**Text block**
Category Archives: The Boy

Blah blah 2007 blah

New calendar day, except that we don’t have a new calendar yet because our old one had an extra page for January 2007, and we didn’t see anything we liked last week.

I slept dreadfully last night. I’d had a tiring day, as Liam was on the go every moment, and fully intended to go to sleep early. Had a bath. Read Maeve Binchy’s Whitethorn Woods from cover to cover. Was still wide awake around 1:30 AM, and unpleased about it. It made getting up with Liam this morning lots of no fun.

I had a lovely time during our evening drop-in on the 30th; perhaps we will make it an annual thing. I had the opportunity to talk with people I hadn’t really spoken with in, erm, months (I swear it was June just a day ago, I swear), and Liam got to rampage about with Arthur and Devon. The pirate ship was a huge hit among adults and children alike. In speaking with sandman7, I realised that all the events in my life which are supposed to be enjoyable, supportive of the self, or social are work, except for orchestra. This was a huge breakthrough, and further firms my decisions to shed certain responsibilites and positions.

The temperature is stupid. HRH looked out the back door this morning and said, “All my lovely snow is going away. I worked hard for that snow, damn it.”

We went over to my in-laws’ place yesterday for a couple of hours, and they sent us home with a prime rib roast to cook for New Year’s Day dinner. So now you all know what I’m having tonight. And Yorkshire pudding, too.

I don’t make resolutions, but these are some wishes I have for 2007:

– Less self-inflicted head trauma for Liam. In the past three days, he has tripped and whacked three different parts of his head. He’s developing an impressive black eye as a result of not looking where he was going and falling into the heater in his room this morning.

**Records**
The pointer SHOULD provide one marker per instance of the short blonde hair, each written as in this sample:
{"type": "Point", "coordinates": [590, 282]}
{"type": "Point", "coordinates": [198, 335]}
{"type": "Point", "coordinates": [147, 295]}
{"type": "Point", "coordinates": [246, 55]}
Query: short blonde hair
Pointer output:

**Objectives**
A – Write out the part of the blog post that starts at the words "I slept dreadfully" and ends after the words "lots of no fun.".
B – Does the blog post agree with each statement? (i) The writer read Whitethorn Woods from cover to cover. (ii) The in-laws sent the family home with a turkey. (iii) Liam fell into the heater in the living room. Answer yes or no for each, quoting the words of the post that decide it.
The data here is separate material, apart from the blog post.

**The replies**
A –
I slept dreadfully last night. I’d had a tiring day, as Liam was on the go every moment, and fully intended to go to sleep early. Had a bath. Read Maeve Binchy’s Whitethorn Woods from cover to cover. Was still wide awake around 1:30 AM, and unpleased about it. It made getting up with Liam this morning lots of no fun.

B –
(i) Yes: "Read Maeve Binchy’s Whitethorn Woods from cover to cover."
(ii) No: "they sent us home with a prime rib roast to cook for New Year’s Day dinner."
(iii) No: "falling into the heater in his room this morning."